### Task goal:
Arrange every line of the records below as a Markdown table with two columns, Row and Line, numbering the rows and leaving out blank lines. Do not include the pictures.

--- start of Records shown ---

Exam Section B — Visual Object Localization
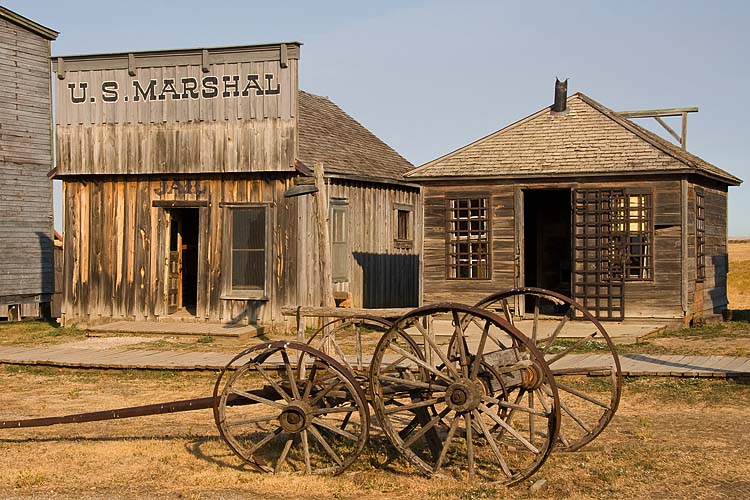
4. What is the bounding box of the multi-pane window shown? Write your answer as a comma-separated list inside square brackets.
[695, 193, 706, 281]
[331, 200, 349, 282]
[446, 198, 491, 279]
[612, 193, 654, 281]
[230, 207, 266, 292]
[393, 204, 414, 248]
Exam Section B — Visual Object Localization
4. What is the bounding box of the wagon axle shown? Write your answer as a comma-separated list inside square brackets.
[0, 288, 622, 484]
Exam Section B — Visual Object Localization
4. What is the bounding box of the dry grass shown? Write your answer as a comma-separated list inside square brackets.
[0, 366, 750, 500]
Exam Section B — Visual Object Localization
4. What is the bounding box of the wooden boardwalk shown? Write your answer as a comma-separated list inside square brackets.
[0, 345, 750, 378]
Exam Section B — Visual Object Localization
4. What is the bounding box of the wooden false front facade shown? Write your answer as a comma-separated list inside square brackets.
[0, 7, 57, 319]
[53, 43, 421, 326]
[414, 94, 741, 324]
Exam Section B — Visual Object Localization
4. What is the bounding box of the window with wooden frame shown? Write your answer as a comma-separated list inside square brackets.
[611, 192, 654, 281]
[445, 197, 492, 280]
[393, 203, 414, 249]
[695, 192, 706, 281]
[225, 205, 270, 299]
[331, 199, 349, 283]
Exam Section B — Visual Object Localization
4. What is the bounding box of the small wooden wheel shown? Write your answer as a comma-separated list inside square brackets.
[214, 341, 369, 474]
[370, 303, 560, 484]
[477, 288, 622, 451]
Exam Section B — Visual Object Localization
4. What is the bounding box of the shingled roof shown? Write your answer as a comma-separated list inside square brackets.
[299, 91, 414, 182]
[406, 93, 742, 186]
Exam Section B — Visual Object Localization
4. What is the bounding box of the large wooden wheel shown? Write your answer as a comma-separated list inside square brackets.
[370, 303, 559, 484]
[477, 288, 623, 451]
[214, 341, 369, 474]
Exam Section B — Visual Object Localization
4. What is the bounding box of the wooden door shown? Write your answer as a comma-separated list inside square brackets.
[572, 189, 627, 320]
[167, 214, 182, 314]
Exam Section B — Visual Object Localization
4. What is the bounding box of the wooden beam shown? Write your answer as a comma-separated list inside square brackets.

--- end of Records shown ---

### Reply to the exercise:
| Row | Line |
|---|---|
| 1 | Exam Section B — Visual Object Localization |
| 2 | 4. What is the bounding box of the multi-pane window shown? Write your answer as a comma-separated list inside square brackets. |
| 3 | [695, 193, 706, 281] |
| 4 | [331, 200, 349, 282] |
| 5 | [446, 198, 491, 279] |
| 6 | [612, 193, 654, 281] |
| 7 | [230, 207, 266, 292] |
| 8 | [393, 204, 414, 248] |
| 9 | Exam Section B — Visual Object Localization |
| 10 | 4. What is the bounding box of the wagon axle shown? Write your answer as a comma-separated list inside square brackets. |
| 11 | [0, 288, 622, 484] |
| 12 | Exam Section B — Visual Object Localization |
| 13 | 4. What is the bounding box of the dry grass shown? Write your answer as a comma-separated list inside square brackets. |
| 14 | [0, 366, 750, 500] |
| 15 | Exam Section B — Visual Object Localization |
| 16 | 4. What is the bounding box of the wooden boardwalk shown? Write your answer as a comma-separated list inside square brackets. |
| 17 | [0, 345, 750, 378] |
| 18 | Exam Section B — Visual Object Localization |
| 19 | 4. What is the bounding box of the wooden false front facade shown? Write your answer as a comma-separated list inside square brackets. |
| 20 | [0, 7, 57, 319] |
| 21 | [53, 43, 421, 326] |
| 22 | [414, 94, 741, 324] |
| 23 | Exam Section B — Visual Object Localization |
| 24 | 4. What is the bounding box of the window with wooden frame shown? Write your answer as a comma-separated list inside square brackets. |
| 25 | [611, 192, 654, 281] |
| 26 | [445, 197, 492, 280] |
| 27 | [393, 203, 414, 249] |
| 28 | [695, 192, 706, 281] |
| 29 | [225, 205, 270, 299] |
| 30 | [331, 199, 349, 283] |
| 31 | Exam Section B — Visual Object Localization |
| 32 | 4. What is the bounding box of the small wooden wheel shown? Write your answer as a comma-separated list inside square brackets. |
| 33 | [214, 341, 369, 474] |
| 34 | [370, 303, 560, 484] |
| 35 | [477, 288, 622, 451] |
| 36 | Exam Section B — Visual Object Localization |
| 37 | 4. What is the bounding box of the shingled roof shown? Write your answer as a comma-separated list inside square brackets. |
| 38 | [299, 91, 414, 182] |
| 39 | [406, 93, 742, 186] |
| 40 | Exam Section B — Visual Object Localization |
| 41 | 4. What is the bounding box of the large wooden wheel shown? Write your answer as a comma-separated list inside square brackets. |
| 42 | [370, 303, 559, 484] |
| 43 | [477, 288, 623, 451] |
| 44 | [214, 341, 369, 474] |
| 45 | Exam Section B — Visual Object Localization |
| 46 | 4. What is the bounding box of the wooden door shown? Write your answer as a comma-separated list inside square brackets. |
| 47 | [572, 189, 627, 320] |
| 48 | [167, 214, 182, 314] |
| 49 | Exam Section B — Visual Object Localization |
| 50 | 4. What is the bounding box of the wooden beam shown? Write your answer as a comma-separated list inside square brackets. |